Work task: Repeat the data verbatim.

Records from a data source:
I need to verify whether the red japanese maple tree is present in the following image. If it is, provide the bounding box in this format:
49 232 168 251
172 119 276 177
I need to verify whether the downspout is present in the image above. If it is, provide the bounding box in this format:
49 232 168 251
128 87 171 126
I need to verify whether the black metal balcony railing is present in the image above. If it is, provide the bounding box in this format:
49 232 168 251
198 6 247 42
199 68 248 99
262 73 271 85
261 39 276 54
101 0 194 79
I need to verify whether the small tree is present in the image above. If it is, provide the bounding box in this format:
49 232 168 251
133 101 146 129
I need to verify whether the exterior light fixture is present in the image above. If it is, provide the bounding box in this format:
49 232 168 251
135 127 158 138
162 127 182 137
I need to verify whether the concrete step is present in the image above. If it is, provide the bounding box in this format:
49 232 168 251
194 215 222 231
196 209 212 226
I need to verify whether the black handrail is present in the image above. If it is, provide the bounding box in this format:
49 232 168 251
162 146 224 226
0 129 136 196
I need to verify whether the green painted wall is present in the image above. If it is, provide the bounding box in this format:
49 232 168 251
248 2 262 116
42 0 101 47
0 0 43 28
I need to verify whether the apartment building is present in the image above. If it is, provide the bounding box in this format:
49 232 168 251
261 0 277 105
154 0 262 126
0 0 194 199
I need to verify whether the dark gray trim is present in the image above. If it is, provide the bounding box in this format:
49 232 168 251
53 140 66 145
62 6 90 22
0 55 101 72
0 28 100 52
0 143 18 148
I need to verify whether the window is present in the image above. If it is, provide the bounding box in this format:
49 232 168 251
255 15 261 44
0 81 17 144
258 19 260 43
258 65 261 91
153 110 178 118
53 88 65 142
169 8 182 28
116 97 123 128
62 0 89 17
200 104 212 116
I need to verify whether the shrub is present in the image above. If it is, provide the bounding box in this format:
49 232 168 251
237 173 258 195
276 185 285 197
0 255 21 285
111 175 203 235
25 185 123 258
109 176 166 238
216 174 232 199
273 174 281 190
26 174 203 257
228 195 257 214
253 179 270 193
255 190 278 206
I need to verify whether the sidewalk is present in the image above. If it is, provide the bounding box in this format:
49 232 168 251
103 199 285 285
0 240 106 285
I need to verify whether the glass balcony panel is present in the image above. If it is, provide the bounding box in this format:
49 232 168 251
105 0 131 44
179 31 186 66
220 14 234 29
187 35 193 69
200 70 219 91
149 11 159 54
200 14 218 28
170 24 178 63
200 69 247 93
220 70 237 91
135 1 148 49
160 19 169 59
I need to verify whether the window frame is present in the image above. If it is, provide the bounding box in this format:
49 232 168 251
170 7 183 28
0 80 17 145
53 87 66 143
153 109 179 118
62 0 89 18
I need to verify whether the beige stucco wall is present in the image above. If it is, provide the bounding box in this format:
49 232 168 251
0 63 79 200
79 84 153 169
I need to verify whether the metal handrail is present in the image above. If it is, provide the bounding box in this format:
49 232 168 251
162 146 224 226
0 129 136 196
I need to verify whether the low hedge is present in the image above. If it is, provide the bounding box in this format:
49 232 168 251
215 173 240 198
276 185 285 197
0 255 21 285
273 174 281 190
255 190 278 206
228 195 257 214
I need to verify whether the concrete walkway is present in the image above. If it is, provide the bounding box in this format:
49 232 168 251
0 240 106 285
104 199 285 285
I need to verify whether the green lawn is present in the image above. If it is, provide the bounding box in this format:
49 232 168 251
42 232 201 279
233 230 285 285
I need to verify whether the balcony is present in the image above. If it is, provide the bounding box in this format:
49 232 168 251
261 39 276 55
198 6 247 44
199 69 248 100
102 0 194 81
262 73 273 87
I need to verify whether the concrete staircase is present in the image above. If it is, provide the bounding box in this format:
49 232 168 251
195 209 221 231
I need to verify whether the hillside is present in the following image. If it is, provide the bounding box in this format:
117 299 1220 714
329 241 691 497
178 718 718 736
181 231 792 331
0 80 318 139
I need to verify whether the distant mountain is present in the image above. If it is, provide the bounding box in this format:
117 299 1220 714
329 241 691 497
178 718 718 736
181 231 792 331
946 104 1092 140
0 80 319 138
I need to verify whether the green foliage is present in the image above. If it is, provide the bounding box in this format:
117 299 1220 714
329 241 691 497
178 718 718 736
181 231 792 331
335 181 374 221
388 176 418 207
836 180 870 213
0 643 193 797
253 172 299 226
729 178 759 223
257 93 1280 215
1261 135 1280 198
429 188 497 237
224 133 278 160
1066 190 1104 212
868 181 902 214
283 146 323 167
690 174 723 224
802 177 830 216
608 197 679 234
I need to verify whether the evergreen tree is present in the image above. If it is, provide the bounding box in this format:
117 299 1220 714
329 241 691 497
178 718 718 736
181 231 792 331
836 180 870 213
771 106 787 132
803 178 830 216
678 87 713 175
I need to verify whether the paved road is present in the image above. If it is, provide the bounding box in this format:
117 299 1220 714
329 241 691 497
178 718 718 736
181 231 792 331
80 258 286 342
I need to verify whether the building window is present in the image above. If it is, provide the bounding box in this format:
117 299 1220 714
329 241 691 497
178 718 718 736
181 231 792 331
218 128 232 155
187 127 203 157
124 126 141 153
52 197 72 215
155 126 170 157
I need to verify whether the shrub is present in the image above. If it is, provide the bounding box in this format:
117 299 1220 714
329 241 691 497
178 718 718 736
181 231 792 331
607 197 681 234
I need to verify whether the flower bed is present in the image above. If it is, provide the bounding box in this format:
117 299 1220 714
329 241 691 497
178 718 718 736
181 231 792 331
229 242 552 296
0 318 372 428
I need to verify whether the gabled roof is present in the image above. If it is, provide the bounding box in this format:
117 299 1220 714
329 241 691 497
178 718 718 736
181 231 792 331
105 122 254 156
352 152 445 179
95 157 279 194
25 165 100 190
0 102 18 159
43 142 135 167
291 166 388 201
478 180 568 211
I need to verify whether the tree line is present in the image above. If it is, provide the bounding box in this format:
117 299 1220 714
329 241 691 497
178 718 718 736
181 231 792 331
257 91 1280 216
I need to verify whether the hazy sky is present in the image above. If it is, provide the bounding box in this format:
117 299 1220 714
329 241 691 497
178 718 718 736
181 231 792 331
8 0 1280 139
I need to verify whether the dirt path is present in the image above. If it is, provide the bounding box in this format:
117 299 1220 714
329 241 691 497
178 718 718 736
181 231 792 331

Solution to the problem:
I need to verify whether the red japanese maple tree is present in the following image. If it is, provide the bounding box in this format:
49 232 168 251
172 119 276 177
I need to verify whether the downspout is present in the image above. If it is, provide the bounding box in this format:
49 232 168 251
128 87 171 126
I need to verify whether the black metal balcony railing is present in the image above. If it is, provide the bounding box in this format:
49 232 168 251
198 6 247 42
199 68 248 99
262 73 271 85
261 39 276 54
101 0 194 79
I need to verify whether the small tree is present in the image above. If it is, provide the bounding box in this format:
49 232 168 251
133 101 146 129
I need to verify whether the exterior light fixture is present in the image above. If it is, provide the bounding box in this format:
49 232 168 251
135 127 158 138
162 127 182 137
I need to verify whether the concrete step is present in the image above. If it is, provide the bounding box in this format:
49 232 168 251
194 215 222 231
196 209 212 226
I need to verify whether the black handrail is present in the image above. If it is, provide the bounding box in this format:
49 232 168 251
162 146 224 226
0 129 136 196
I need to verify whether the green painted wall is present in the image above. If it is, provide the bounding box in this format:
49 232 168 251
248 2 262 116
42 0 101 47
0 0 43 28
I need to verify whether the apartment building is present in the image above. If it is, provide the bounding box in this format:
49 232 168 251
261 0 277 105
154 0 262 126
0 0 194 199
I need to verify whether the dark gray trim is present in the image above. If it is, provide the bounding box in this format:
49 232 168 251
53 140 66 145
62 6 90 22
0 55 101 72
0 28 100 52
0 143 18 148
I need to verify whether the window is present in the image above. If it is, provide the bounding box in this format:
49 232 168 251
255 15 261 44
0 81 17 144
258 19 260 43
258 65 261 91
153 110 178 118
53 88 65 142
169 8 182 28
116 97 123 128
62 0 89 17
200 104 212 116
I need to verify whether the shrub is present in the image above. If it is, provide the bounding box in this format:
49 232 168 251
237 173 258 195
276 185 285 197
0 255 21 285
111 175 203 235
25 185 123 258
109 176 166 238
216 174 232 199
273 174 281 190
26 174 203 257
228 195 257 214
253 179 270 193
255 190 278 206
I need to verify whether the sidewalk is present in the image above. If it is, provide the bounding box in this format:
49 232 168 251
103 199 285 285
0 240 106 285
I need to verify whether the glass balcony panel is present in the image above. If it is, provide the bounding box in this format:
49 232 168 251
105 0 131 44
179 31 186 66
220 14 234 29
187 35 193 69
200 70 219 91
149 11 159 54
200 14 218 28
170 24 178 63
200 69 247 93
220 70 237 91
135 1 148 49
160 19 169 59
I need to verify whether the window frame is present in the image above. If it is, provide the bounding box in this format:
49 232 168 251
170 7 183 28
0 80 17 145
53 87 66 143
153 109 179 118
62 0 89 18
I need to verify whether the beige stucco wall is present in the image above. If it is, provide the bounding box in this format:
49 232 168 251
0 63 79 200
79 84 153 169
I need to verify whether the metal handrail is present in the image above. If it is, provide the bounding box in this format:
49 232 168 251
162 146 224 226
0 129 136 196
I need to verify whether the low hedge is present in the image above. If it is, provide the bounding box in this format:
49 232 168 251
215 173 240 198
276 185 285 197
0 255 21 285
273 174 281 190
255 190 278 206
228 195 257 214
I need to verify whether the concrete walkway is present in the image above. If it is, provide the bounding box in this format:
49 232 168 251
0 240 106 285
104 199 285 285
I need to verify whether the green lawn is present in the image above. If it is, provide the bounding box in this format:
49 232 168 251
42 232 201 279
233 230 285 285
I need to verify whether the balcony is present in the image above. If it is, provide the bounding box in this format:
49 232 168 251
261 39 276 55
198 6 247 44
199 69 248 100
102 0 194 81
262 73 273 87
I need to verify whether the concrete staircase is present in the image above. If it is, provide the bounding box in this format:
49 232 168 251
195 209 221 231
I need to verify whether the hillside is present in the following image. If it is, provide the bounding box in this format:
117 299 1220 714
329 241 691 497
178 718 718 736
181 231 792 331
0 80 318 139
I need to verify whether the distant mountain is present in the image above. If it is, provide the bounding box in this format:
117 299 1220 714
329 241 691 497
178 718 718 736
181 231 792 331
946 104 1092 140
0 80 319 138
I need to verify whether the green foliage is present in the image above. If it is, provide the bounding box in this format:
117 299 1220 714
329 241 691 497
178 718 718 736
181 231 792 331
335 181 374 221
388 176 418 207
836 180 870 213
0 643 193 797
253 172 299 226
729 178 759 223
257 93 1280 215
1261 135 1280 198
429 188 497 237
224 133 278 160
1066 190 1104 212
868 181 902 214
283 146 323 167
690 174 723 224
802 177 830 216
608 197 679 234
I need to verify whether the evergreen tree is present in the image above. If it is, provide the bounding box in this format:
117 299 1220 714
329 241 691 497
178 718 718 736
181 231 792 331
836 180 870 213
771 106 787 132
803 178 830 216
678 87 713 175
I need to verify whether the paved road is present in the image above. If it is, provide the bounding box in this format:
117 299 1220 714
329 241 691 497
178 718 718 736
181 231 792 331
80 258 286 342
I need to verify whether the building window is present in the image above. If it is, provide the bounding box in this format:
117 299 1220 714
329 241 691 497
178 718 718 736
181 231 792 331
218 128 232 155
187 127 203 157
124 126 141 153
52 197 72 215
155 126 170 157
I need to verify whether the shrub is present in the image above. If it is, provide the bounding box in this format:
117 299 1220 714
329 241 691 497
178 718 718 736
181 231 792 331
607 197 681 234
I need to verify whether the flower bed is present in the image above. If it is, provide the bounding box in this format:
117 299 1220 714
329 241 691 497
178 718 718 736
181 231 792 331
229 242 552 296
0 318 372 428
I need to verify whether the gabled roof is present in the image above. If it is, provide the bounding box in this format:
117 299 1220 714
329 241 691 497
178 718 718 736
181 231 792 331
105 122 254 156
352 152 445 179
95 157 279 194
25 165 100 190
0 102 18 159
43 142 135 167
291 166 388 201
478 180 568 211
I need to verify whether the tree line is present in the image above. If it is, provide the bounding box in this format:
117 299 1220 714
329 241 691 497
178 718 718 736
181 231 792 331
257 91 1280 216
I need to verify whether the hazy sky is present in the image above. If it is, provide the bounding box in this format:
117 299 1220 714
329 241 691 497
178 718 718 736
181 231 792 331
8 0 1280 139
I need to verify whether the dirt path is present in the image above. If it is, provide the bounding box in this format:
117 299 1220 714
329 241 691 497
178 718 718 736
181 231 792 331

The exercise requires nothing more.